▶ [Exercise instructions]: Each entry must be written out again exactly as it stands.

▶ [Information supplied]:
+++
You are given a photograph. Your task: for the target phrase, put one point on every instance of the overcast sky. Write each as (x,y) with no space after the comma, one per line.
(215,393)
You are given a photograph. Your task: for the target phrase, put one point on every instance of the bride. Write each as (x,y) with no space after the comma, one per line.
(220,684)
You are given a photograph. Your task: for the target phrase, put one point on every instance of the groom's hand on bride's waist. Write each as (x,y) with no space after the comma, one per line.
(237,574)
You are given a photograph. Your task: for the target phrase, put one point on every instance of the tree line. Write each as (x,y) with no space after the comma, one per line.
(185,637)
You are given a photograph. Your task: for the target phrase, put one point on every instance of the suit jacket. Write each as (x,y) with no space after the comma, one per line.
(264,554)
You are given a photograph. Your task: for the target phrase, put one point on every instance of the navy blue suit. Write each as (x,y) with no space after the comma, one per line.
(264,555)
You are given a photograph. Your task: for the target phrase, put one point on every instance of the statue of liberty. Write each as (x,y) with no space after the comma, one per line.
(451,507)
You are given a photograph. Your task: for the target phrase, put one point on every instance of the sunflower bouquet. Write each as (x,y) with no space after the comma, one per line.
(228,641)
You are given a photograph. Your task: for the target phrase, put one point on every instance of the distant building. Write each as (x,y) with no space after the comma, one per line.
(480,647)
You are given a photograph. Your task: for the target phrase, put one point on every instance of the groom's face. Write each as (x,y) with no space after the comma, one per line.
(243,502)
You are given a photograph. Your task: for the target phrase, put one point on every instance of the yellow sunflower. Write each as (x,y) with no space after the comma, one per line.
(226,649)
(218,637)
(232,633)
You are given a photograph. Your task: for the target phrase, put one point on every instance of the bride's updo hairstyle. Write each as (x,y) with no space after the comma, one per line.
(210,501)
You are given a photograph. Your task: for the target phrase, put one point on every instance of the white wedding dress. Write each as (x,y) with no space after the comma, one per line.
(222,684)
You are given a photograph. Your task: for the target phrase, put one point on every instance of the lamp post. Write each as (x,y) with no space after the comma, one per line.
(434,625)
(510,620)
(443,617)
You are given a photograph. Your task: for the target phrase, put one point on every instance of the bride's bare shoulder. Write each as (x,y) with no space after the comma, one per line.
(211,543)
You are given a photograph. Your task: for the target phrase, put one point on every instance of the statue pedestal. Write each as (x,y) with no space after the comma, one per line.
+++
▶ [Task result]:
You are given a photograph. Your task: for the target phrase, put one point on every instance of the overcast sky. Write each as (x,y) with no space after the comma, one per line.
(215,393)
You are given a photograph. Your task: for the target phrase, put one point on every instance of the bride. Write each as (x,y) with no space after the comma, one per line.
(220,684)
You are given a photograph. Your task: for the target phrase, put one point on every instance of the groom's hand on bride's waist. Write each as (x,y) with no space after the comma, one per line.
(237,574)
You are given a photograph. Your task: for the target phrase, put one point on every instance of the tree line. Write each as (x,y) with no space after the comma, one per line.
(185,637)
You are given a photograph. Your task: for the target phrase, put one point on every instance of the suit jacket. Write each as (x,y) with no space after the comma, one per line.
(264,554)
You are given a photograph. Your task: for the target phrase, put one point on every instance of the navy blue suit. Write each as (x,y) with no space after the comma, one per line.
(264,555)
You are given a photograph. Your task: for the target phrase, put one point on every instance of the statue of liberty. Write each as (x,y) with no space after the comma, one per line.
(451,507)
You are given a photograph. Your task: for the target phrase, put one point on every instance of the sunflower bouquet. Write each as (x,y) with no space after the comma, one per line.
(228,641)
You are given a photograph. Your task: for the target phrase, put one point on every instance of the distant building. Write each as (x,y) with no space after the comma, one per line.
(480,647)
You are given a photograph. Your task: for the target phrase, put one point on every instance of the groom's face. Write each as (x,y) with no space after the comma, one per line.
(243,502)
You are given a photograph. Your task: for the target phrase, put one point on every instance of the yellow sunflower. Write each as (x,y) with no space after the comma, one per line.
(226,649)
(218,637)
(232,633)
You are given a photograph. Your task: for the target phrase, put one point on every instance of the bride's updo hairstyle. Write each as (x,y) with no space after the comma, one per line.
(210,501)
You are given a photograph. Your task: for the target phrase, put one point on every instance of the white wedding dress. Write each as (x,y) with no space after the comma, one per line.
(222,684)
You are given a photograph. Your task: for the target phrase, put one point on every instance of the lamp post. Write each as (x,y) with no space after the comma, one per line.
(434,625)
(510,620)
(443,617)
You are given a photograph. Your task: for the target phrase, put one point on every instance of the bride's bare shoulder. Write each as (x,y) with no space after the comma, one per line.
(211,543)
You are given a photograph. Your task: for the target phrase, put one point on every instance of the statue pedestal. Write each as (x,y) with no space after the comma, one per line.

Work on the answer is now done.